= What the task asks =
Return the entries below unchanged, starting with the line containing "Task: kindly identify the distant" and ending with the line containing "(165, 1101)", both lines included.

Extracted data entries:
=-=-=
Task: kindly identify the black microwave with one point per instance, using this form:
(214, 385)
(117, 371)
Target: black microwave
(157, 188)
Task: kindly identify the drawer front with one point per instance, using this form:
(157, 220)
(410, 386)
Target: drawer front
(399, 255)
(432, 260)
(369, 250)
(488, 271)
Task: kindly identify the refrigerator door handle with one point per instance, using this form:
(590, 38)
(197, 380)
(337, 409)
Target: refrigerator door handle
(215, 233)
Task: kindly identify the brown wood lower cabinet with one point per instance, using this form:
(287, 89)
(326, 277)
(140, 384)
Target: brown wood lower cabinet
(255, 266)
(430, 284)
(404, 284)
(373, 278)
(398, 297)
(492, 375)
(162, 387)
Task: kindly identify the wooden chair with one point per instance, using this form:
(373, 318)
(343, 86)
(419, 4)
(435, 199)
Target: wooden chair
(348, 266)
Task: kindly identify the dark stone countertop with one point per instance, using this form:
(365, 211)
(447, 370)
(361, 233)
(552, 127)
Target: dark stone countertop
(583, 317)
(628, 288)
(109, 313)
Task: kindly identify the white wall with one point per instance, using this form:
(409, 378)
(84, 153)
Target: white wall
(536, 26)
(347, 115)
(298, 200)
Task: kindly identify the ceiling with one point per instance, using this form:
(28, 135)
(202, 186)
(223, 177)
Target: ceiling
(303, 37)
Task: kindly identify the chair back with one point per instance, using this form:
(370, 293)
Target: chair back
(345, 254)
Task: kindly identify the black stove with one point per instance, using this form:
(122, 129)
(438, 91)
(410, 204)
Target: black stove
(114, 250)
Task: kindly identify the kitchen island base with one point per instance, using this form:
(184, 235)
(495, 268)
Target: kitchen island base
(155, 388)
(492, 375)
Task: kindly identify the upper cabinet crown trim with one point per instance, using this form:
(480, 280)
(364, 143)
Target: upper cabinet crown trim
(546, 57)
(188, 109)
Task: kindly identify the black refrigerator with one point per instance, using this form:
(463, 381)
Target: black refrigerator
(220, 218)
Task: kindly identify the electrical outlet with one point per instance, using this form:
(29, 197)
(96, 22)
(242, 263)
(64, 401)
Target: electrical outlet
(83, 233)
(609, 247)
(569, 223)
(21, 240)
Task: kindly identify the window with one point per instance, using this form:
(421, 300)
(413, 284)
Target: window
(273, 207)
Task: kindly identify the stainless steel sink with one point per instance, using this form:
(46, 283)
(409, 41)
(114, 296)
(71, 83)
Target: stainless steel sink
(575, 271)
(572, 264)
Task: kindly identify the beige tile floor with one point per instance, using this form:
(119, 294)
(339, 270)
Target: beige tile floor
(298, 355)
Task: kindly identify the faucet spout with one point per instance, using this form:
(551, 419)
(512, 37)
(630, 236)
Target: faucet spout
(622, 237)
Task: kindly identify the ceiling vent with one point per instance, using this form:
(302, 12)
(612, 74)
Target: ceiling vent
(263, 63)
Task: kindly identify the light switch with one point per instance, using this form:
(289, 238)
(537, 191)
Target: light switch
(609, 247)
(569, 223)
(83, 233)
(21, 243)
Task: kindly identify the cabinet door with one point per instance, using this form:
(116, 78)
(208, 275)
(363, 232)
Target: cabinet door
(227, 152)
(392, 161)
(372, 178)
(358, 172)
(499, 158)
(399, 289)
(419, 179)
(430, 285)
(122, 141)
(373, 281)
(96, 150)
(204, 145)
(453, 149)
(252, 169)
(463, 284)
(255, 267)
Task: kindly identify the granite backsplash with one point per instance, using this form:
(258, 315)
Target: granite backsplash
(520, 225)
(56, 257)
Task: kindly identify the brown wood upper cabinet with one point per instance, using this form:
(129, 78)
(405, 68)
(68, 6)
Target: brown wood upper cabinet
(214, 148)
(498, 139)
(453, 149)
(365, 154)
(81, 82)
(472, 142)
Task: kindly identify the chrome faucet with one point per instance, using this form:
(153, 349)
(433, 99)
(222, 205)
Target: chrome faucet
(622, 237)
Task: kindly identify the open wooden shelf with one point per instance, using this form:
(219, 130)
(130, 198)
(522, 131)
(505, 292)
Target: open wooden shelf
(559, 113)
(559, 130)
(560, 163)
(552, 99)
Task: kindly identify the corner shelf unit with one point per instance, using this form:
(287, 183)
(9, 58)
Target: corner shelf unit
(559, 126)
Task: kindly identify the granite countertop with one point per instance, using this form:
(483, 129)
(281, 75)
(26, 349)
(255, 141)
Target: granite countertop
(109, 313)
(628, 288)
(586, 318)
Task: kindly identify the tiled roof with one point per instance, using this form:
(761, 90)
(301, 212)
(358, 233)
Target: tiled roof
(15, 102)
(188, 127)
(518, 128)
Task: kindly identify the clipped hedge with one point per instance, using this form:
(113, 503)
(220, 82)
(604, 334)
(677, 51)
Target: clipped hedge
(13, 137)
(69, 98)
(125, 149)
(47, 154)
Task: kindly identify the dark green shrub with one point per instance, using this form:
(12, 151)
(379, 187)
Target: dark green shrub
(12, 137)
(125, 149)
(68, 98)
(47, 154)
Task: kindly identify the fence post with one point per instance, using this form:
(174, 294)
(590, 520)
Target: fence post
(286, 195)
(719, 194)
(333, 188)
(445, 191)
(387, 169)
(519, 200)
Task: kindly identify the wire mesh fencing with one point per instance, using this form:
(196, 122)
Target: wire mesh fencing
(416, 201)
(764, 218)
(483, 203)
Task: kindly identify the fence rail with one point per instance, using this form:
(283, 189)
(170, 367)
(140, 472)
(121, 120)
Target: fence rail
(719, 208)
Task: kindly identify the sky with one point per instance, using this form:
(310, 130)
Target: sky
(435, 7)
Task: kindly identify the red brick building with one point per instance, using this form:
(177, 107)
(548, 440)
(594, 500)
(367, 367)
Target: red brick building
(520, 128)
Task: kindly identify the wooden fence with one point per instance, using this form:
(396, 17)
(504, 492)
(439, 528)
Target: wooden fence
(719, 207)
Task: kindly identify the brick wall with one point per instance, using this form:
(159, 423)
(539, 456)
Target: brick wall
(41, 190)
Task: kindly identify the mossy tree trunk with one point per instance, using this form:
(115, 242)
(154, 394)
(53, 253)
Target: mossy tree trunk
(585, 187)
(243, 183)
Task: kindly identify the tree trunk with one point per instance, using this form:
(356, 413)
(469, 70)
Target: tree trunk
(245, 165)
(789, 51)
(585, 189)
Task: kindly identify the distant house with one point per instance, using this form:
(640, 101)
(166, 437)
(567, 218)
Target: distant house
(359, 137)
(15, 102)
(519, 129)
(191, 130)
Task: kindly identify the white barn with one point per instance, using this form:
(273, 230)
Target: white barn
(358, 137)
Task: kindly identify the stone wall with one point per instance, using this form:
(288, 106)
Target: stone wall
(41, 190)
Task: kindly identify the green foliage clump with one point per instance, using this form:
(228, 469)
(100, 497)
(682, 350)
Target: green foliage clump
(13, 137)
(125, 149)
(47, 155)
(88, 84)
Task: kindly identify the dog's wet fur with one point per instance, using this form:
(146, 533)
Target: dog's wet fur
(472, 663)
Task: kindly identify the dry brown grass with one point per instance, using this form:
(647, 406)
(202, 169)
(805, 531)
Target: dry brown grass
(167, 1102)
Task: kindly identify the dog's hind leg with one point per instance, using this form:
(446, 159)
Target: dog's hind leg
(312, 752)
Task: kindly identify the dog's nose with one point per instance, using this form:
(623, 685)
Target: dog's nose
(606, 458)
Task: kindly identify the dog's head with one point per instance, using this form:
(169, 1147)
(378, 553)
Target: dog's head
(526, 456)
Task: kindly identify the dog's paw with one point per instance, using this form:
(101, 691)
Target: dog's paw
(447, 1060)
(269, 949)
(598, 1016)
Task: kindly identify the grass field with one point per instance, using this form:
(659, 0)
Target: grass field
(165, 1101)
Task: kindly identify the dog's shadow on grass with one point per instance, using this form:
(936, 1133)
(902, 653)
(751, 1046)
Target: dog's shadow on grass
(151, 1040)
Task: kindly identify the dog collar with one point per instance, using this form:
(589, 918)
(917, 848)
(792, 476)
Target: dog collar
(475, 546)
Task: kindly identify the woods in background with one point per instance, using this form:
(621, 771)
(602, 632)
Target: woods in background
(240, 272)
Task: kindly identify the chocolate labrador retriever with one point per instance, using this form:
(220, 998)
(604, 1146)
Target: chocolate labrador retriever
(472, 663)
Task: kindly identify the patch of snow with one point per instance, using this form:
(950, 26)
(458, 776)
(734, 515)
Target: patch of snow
=-=-=
= Reply to the task =
Task: kindly identify the distant house with one point per instance, using this form:
(640, 101)
(166, 437)
(567, 218)
Target: distant house
(359, 137)
(15, 102)
(519, 129)
(191, 130)
Task: kindly identify the white barn with one point per instance, using this form:
(273, 230)
Target: white barn
(358, 137)
Task: kindly identify the stone wall with one point per instance, using this form:
(288, 106)
Target: stone wall
(41, 190)
Task: kindly identify the green foliage clump with one point per instance, using this form:
(228, 469)
(100, 497)
(682, 350)
Target: green foliage clump
(13, 137)
(125, 149)
(47, 155)
(88, 84)
Task: kindly identify the dog's wet fur with one point per instance, using this form:
(146, 533)
Target: dog's wet fur
(472, 663)
Task: kindly identify the dry brown grass with one point per instance, using this form:
(647, 406)
(202, 169)
(805, 531)
Target: dry brown grass
(167, 1102)
Task: kindly identify the dog's hind leg with one point per instance, using this form:
(446, 159)
Target: dog's hind leg
(312, 752)
Task: kindly identify the dog's nose with one point per instance, using this form:
(623, 685)
Target: dog's nose
(606, 458)
Task: kindly identify the dog's head with one point per instance, using this form:
(169, 1147)
(378, 553)
Target: dog's head
(526, 456)
Task: kindly identify the dog's paw with one point per instance, using this form:
(101, 691)
Target: dog's paw
(447, 1060)
(269, 949)
(598, 1016)
Task: kindly identify the grass field with one point per instance, using this form:
(659, 0)
Target: grass field
(165, 1101)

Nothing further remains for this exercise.